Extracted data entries
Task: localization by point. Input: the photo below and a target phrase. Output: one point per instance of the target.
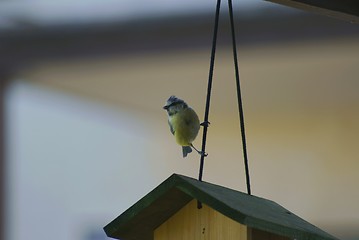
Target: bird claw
(205, 123)
(203, 154)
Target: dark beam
(347, 10)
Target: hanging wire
(209, 89)
(239, 97)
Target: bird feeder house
(170, 212)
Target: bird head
(174, 105)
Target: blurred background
(85, 136)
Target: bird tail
(186, 150)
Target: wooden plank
(191, 223)
(347, 10)
(140, 220)
(256, 234)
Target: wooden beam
(347, 10)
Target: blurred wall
(301, 107)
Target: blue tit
(184, 123)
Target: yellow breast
(186, 126)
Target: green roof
(140, 220)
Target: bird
(183, 122)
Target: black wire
(239, 97)
(209, 89)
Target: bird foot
(205, 124)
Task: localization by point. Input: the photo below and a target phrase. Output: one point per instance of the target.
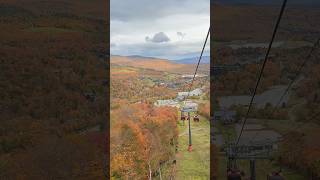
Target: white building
(196, 92)
(169, 102)
(189, 106)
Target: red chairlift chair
(196, 118)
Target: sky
(169, 29)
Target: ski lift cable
(298, 72)
(199, 60)
(263, 66)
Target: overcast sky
(170, 29)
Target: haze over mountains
(159, 64)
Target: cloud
(158, 38)
(181, 35)
(126, 10)
(183, 23)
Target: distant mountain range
(193, 60)
(190, 60)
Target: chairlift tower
(189, 110)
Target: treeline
(129, 86)
(242, 82)
(143, 141)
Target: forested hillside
(53, 97)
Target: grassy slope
(195, 164)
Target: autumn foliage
(301, 151)
(142, 137)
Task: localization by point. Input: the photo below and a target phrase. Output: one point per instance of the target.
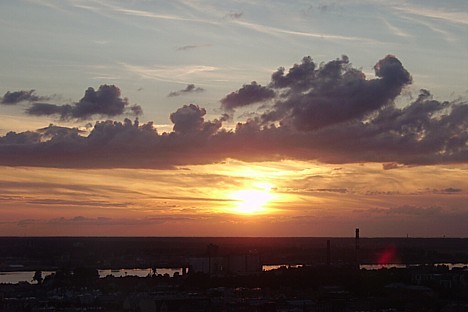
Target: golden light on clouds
(254, 200)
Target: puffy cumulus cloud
(106, 101)
(312, 96)
(339, 117)
(15, 97)
(248, 94)
(189, 89)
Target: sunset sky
(233, 118)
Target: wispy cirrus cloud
(325, 112)
(170, 73)
(191, 88)
(457, 17)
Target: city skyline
(198, 118)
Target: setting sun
(254, 200)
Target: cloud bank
(15, 97)
(325, 112)
(106, 101)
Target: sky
(233, 118)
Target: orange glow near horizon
(253, 200)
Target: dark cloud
(15, 97)
(407, 210)
(329, 113)
(248, 94)
(189, 89)
(106, 101)
(312, 97)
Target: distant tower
(357, 248)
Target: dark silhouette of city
(228, 274)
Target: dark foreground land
(325, 280)
(31, 253)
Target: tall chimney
(357, 248)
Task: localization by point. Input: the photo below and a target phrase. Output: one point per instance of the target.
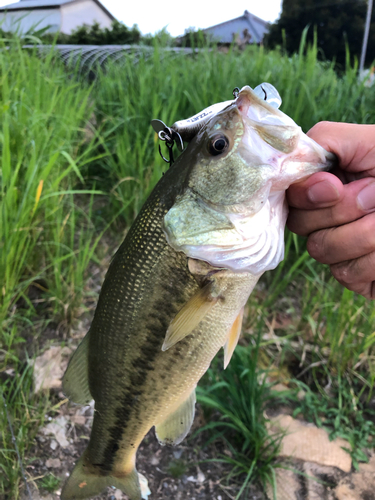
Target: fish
(175, 291)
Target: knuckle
(369, 232)
(316, 246)
(342, 272)
(319, 128)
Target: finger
(357, 200)
(343, 243)
(320, 190)
(353, 144)
(357, 275)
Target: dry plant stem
(16, 447)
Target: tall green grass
(43, 146)
(75, 158)
(173, 86)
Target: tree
(337, 23)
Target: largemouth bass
(175, 291)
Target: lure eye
(218, 145)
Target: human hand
(337, 210)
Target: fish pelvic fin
(177, 424)
(232, 340)
(75, 382)
(84, 484)
(192, 313)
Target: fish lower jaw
(258, 247)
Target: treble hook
(169, 136)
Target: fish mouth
(247, 99)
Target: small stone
(177, 453)
(200, 476)
(78, 419)
(118, 494)
(53, 463)
(308, 443)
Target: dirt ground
(174, 473)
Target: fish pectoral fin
(84, 484)
(234, 335)
(177, 425)
(190, 315)
(75, 382)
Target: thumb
(320, 190)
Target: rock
(287, 485)
(53, 463)
(360, 485)
(200, 476)
(344, 492)
(50, 367)
(308, 443)
(118, 494)
(57, 428)
(78, 419)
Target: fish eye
(218, 145)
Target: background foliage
(77, 162)
(335, 23)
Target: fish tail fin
(83, 484)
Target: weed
(177, 468)
(239, 394)
(50, 483)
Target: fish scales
(175, 291)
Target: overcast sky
(153, 15)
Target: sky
(152, 15)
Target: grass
(78, 160)
(239, 394)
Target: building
(242, 30)
(57, 15)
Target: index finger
(320, 190)
(353, 144)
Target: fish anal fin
(75, 381)
(232, 339)
(83, 483)
(177, 424)
(190, 315)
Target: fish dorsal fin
(190, 316)
(176, 426)
(234, 335)
(75, 381)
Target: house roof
(225, 31)
(46, 4)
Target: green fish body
(175, 291)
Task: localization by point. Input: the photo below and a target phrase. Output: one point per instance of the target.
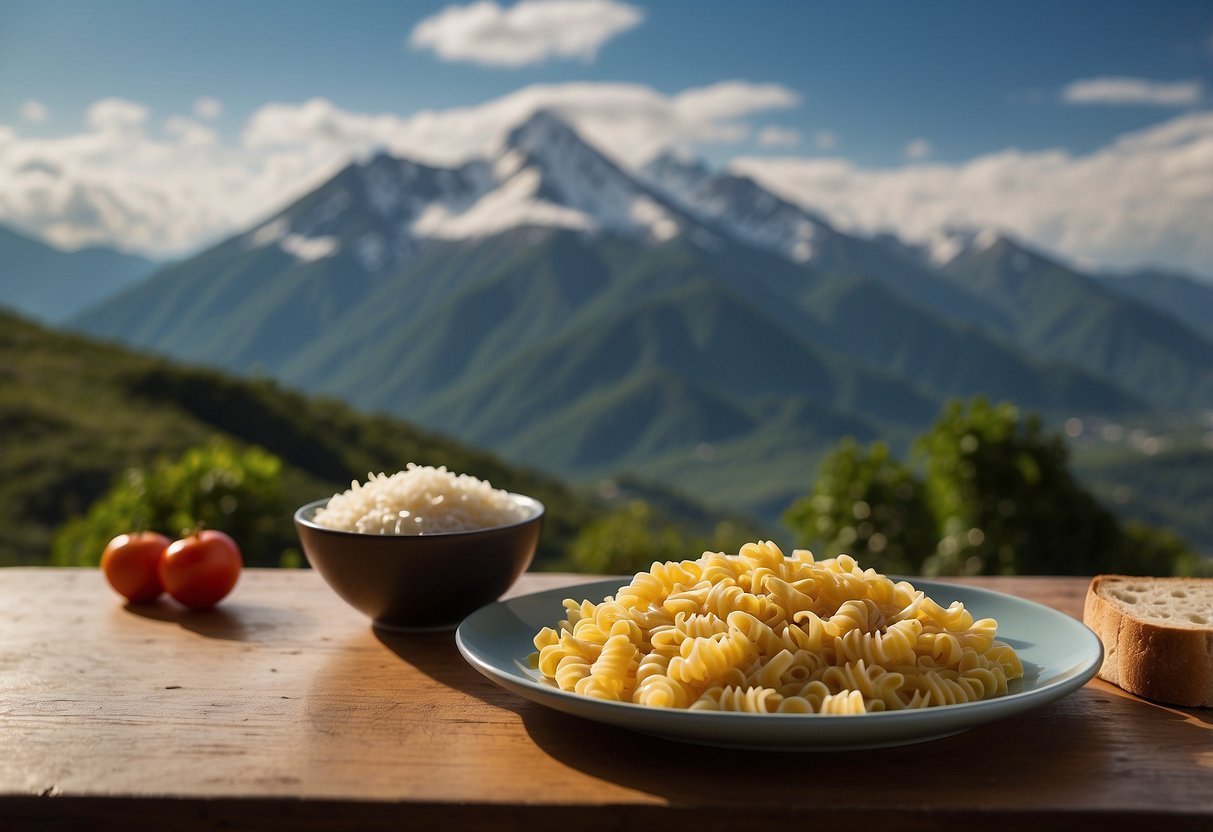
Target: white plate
(1059, 656)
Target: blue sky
(835, 103)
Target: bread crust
(1165, 664)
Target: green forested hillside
(75, 414)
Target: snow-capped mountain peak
(739, 206)
(951, 241)
(576, 177)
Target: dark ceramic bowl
(420, 581)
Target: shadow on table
(232, 621)
(436, 655)
(1072, 751)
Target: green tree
(869, 505)
(631, 539)
(222, 486)
(1006, 501)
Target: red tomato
(200, 569)
(131, 564)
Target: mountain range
(55, 285)
(678, 323)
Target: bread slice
(1157, 636)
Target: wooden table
(283, 708)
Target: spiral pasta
(759, 632)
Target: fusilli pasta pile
(761, 633)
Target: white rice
(420, 500)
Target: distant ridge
(573, 315)
(53, 285)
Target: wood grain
(283, 708)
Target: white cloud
(527, 33)
(117, 115)
(34, 112)
(774, 136)
(208, 109)
(172, 191)
(918, 148)
(1122, 91)
(189, 131)
(1144, 197)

What is required: Write the data out again word for word; leave the pictures behind.

Response:
Task: localization by point. Input: the photo below and a target phrase. Output: one point per instance of the target.
Target: bird claw
(205, 123)
(203, 154)
Target: dark beam
(347, 10)
Target: hanging wire
(209, 89)
(239, 97)
Target: bird feeder house
(170, 212)
Target: bird head
(174, 105)
Target: blurred background
(85, 136)
Target: bird tail
(186, 150)
Target: wooden plank
(191, 223)
(347, 10)
(140, 220)
(256, 234)
Target: wooden beam
(347, 10)
Target: blurred wall
(301, 107)
Target: blue tit
(184, 123)
Target: yellow breast
(186, 126)
Target: green roof
(140, 220)
Target: bird
(183, 122)
Target: black wire
(239, 97)
(209, 89)
Target: bird foot
(205, 124)
Task: localization by point. Input: the photo below and a target phrase. Output: one point per instance of the target.
Target: white building
(196, 92)
(169, 102)
(189, 106)
Target: red chairlift chair
(196, 118)
Target: sky
(169, 29)
Target: ski lift cable
(298, 72)
(199, 60)
(263, 66)
Target: overcast sky
(170, 29)
Target: haze over mountains
(159, 64)
Target: cloud
(158, 38)
(181, 35)
(126, 10)
(183, 23)
Target: distant mountain range
(193, 60)
(190, 60)
Target: chairlift tower
(189, 110)
Target: treeline
(129, 86)
(242, 82)
(143, 141)
Target: forested hillside
(53, 97)
Target: grassy slope
(195, 164)
Target: autumn foliage
(301, 151)
(142, 137)
Task: localization by point. Input: the photo below and a target phrase. Output: one point per instance of the target.
Target: golden light on clouds
(254, 200)
Target: puffy cumulus cloud
(106, 101)
(312, 96)
(339, 117)
(15, 97)
(248, 94)
(189, 89)
Target: sunset sky
(233, 118)
Target: wispy cirrus cloud
(325, 112)
(170, 73)
(191, 88)
(457, 17)
Target: city skyline
(198, 118)
Target: setting sun
(254, 200)
Target: cloud bank
(15, 97)
(325, 112)
(106, 101)
Target: sky
(233, 118)
Target: orange glow near horizon
(253, 200)
Target: dark cloud
(15, 97)
(407, 210)
(329, 113)
(248, 94)
(189, 89)
(106, 101)
(312, 97)
Target: distant tower
(357, 248)
Target: dark silhouette of city
(228, 274)
Target: dark foreground land
(325, 280)
(31, 253)
Target: tall chimney
(357, 248)
Task: localization by point. Input: the photo below and a target phrase. Output: one point per instance of the target.
Target: fish
(175, 291)
Target: knuckle
(369, 232)
(316, 246)
(342, 272)
(319, 128)
Target: finger
(357, 200)
(343, 243)
(320, 190)
(353, 144)
(357, 275)
Target: dry plant stem
(16, 447)
Target: tall green grass
(43, 146)
(75, 158)
(173, 86)
Target: tree
(337, 23)
Target: largemouth bass
(175, 291)
Target: lure eye
(218, 145)
Target: human hand
(337, 210)
Target: fish pelvic fin
(177, 424)
(232, 340)
(75, 382)
(84, 484)
(192, 313)
Target: fish lower jaw
(258, 247)
Target: treble hook
(169, 136)
Target: fish mouth
(247, 99)
Target: small stone
(177, 453)
(200, 476)
(78, 419)
(118, 494)
(53, 463)
(308, 443)
Target: dirt ground
(174, 473)
Target: fish pectoral fin
(84, 484)
(234, 335)
(177, 425)
(190, 315)
(75, 382)
Target: thumb
(320, 190)
Target: rock
(287, 485)
(53, 463)
(360, 485)
(200, 476)
(344, 492)
(50, 367)
(308, 443)
(118, 494)
(57, 428)
(78, 419)
Target: fish eye
(218, 145)
Target: background foliage
(77, 162)
(335, 23)
Target: fish tail fin
(83, 484)
Target: weed
(177, 468)
(239, 394)
(50, 483)
Target: fish scales
(175, 291)
Target: overcast sky
(153, 15)
Target: sky
(152, 15)
Target: grass
(78, 160)
(239, 394)
Target: building
(242, 30)
(57, 15)
Target: index finger
(320, 190)
(353, 144)
Target: fish anal fin
(75, 381)
(232, 339)
(83, 483)
(177, 424)
(190, 315)
Target: fish dorsal fin
(190, 316)
(176, 426)
(234, 335)
(75, 381)
Target: house roof
(225, 31)
(46, 4)
Target: green fish body
(175, 291)
Task: localization by point. Input: the photo below and a target phrase. Output: one point per instance of the target.
Target: white plate
(1059, 656)
Target: blue sky
(835, 103)
Target: bread crust
(1165, 664)
Target: green forested hillside
(75, 414)
Target: snow-capped mountain peak
(739, 206)
(951, 241)
(576, 177)
Target: dark ceramic bowl
(420, 581)
Target: shadow on table
(232, 621)
(436, 655)
(1072, 751)
Target: green tree
(869, 505)
(631, 539)
(222, 486)
(1006, 501)
Target: red tomato
(200, 569)
(131, 564)
Target: mountain range
(55, 285)
(678, 323)
Target: bread slice
(1157, 636)
Target: wooden table
(283, 708)
Target: spiral pasta
(759, 632)
Target: fusilli pasta pile
(761, 633)
Target: white rice
(420, 500)
Target: distant ridge
(573, 315)
(53, 285)
Target: wood grain
(283, 708)
Target: white cloud
(527, 33)
(117, 115)
(34, 112)
(774, 136)
(208, 109)
(172, 191)
(918, 148)
(1122, 91)
(189, 131)
(1144, 197)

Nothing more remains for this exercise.